KGK Warum wird eine einheitliche ­Datenschnittstelle benötigt?
Patrick Bruder, B&R Die Anforderung kommt von unseren Kunden, den Maschinenbauern. Die haben das Problem, dass sie mehrere Maschinen oder Maschinenteile zusammenschließen müssen. Und da hilft eine standardisierte Schnittstelle natürlich. Diese werden wahrscheinlich von ihren Kunden, also den Anwendern, dazu angehalten, da sie Schwierigkeiten damit haben, ein Dosiergerät sowohl bei Maschine A als auch bei Maschine B anzuschließen – und zwar unabhängig davon, welche Steuerung in der ­Maschine läuft.

KGK Aber was hat sich geändert? Früher haben die Kunststoffver­arbeiter doch auch einfach eine Anlage beim Maschinenbauer bestellt und Materialförderung oder Dosiergerät angeschlossen.
Sebastian Sachse, B&R Stimmt. Darum haben sie heute viele verschiedene Systemlösungen in ihren Werkhallen, die verschiedene Sprachen sprechen. In Zeiten der Digitalisierung reden wir aber davon, dass wir die Systeme alle miteinander nahtlos verbinden. Wenn Systeme aber alle eine unterschiedliche Sprache sprechen, ist das ein Problem. Deswegen versuchen wir gemeinsam mit VDMA und Euromap eine saubere Lösung zu finden, um diese Sprachen zu vereinheitlichen.

Aufgabenstellung: Mit wem gemeinsam will man laut dem Interview zur einheitlichen Datenschnittstelle eine Lösung finden, um die Sprachen der Systeme zu vereinheitlichen? Das Material steht für sich und gehört nicht zum Text.

Bereitgestelltes Material:
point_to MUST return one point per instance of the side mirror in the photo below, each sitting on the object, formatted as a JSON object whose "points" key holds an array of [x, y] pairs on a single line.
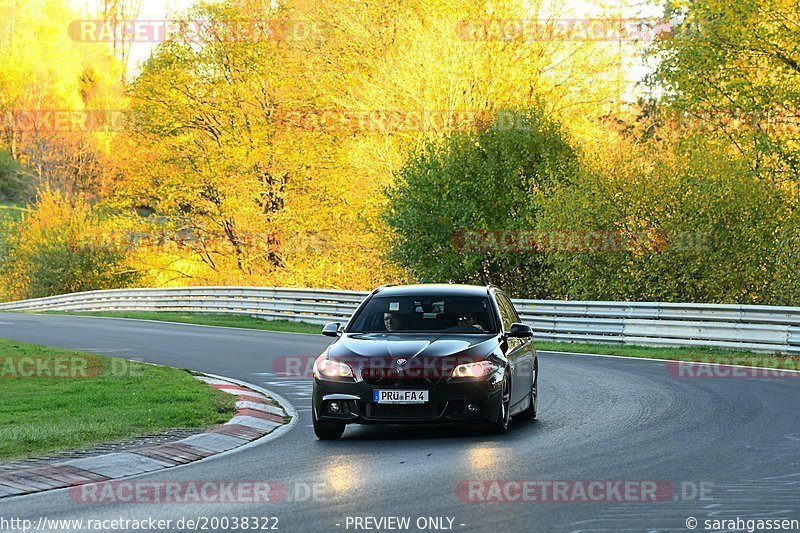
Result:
{"points": [[331, 330], [520, 331]]}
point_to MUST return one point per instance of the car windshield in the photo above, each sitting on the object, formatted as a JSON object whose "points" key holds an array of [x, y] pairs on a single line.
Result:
{"points": [[452, 314]]}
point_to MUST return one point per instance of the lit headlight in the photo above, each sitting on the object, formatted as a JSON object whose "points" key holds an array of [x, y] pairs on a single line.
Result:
{"points": [[331, 369], [474, 370]]}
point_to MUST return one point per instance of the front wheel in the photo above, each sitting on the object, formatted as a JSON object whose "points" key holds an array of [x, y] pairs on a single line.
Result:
{"points": [[326, 430]]}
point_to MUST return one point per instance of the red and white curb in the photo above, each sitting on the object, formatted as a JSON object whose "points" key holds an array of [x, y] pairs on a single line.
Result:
{"points": [[256, 416]]}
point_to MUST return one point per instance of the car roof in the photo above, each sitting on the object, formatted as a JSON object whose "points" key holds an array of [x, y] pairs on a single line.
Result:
{"points": [[431, 289]]}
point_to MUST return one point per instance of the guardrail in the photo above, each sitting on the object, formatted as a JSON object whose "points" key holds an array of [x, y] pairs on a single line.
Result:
{"points": [[748, 327]]}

Lösung: Gemeinsam mit VDMA und Euromap.